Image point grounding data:
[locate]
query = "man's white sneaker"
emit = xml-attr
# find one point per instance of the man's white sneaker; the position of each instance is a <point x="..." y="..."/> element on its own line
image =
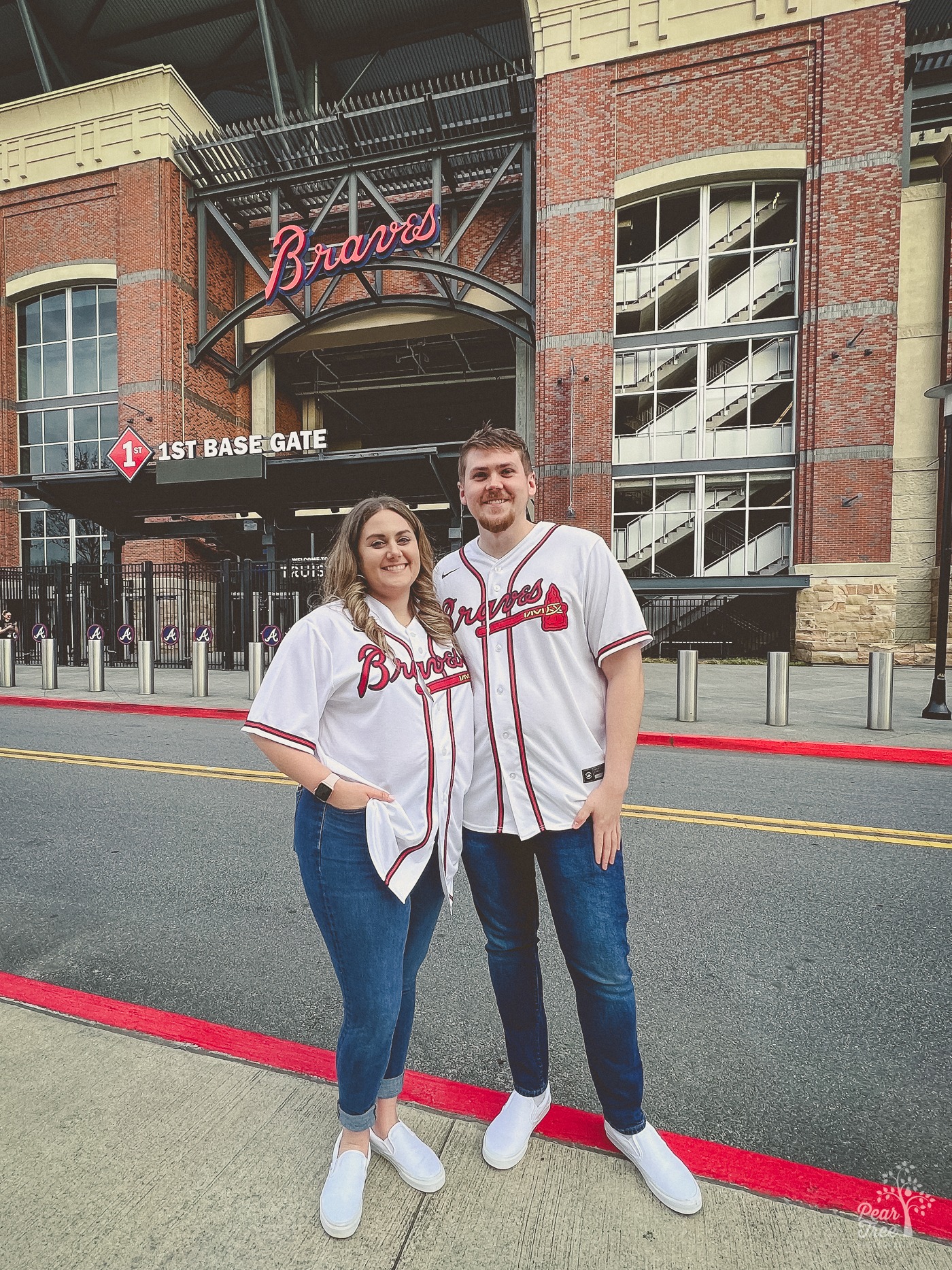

**Task to complete**: Would you please copy all lines in the data that contain the word "sneaker"?

**Answer to this problem**:
query = "man's white sneaker"
# find one point per instance of the man's white sneaker; the position of each instance is a <point x="..." y="..."/> element on its own line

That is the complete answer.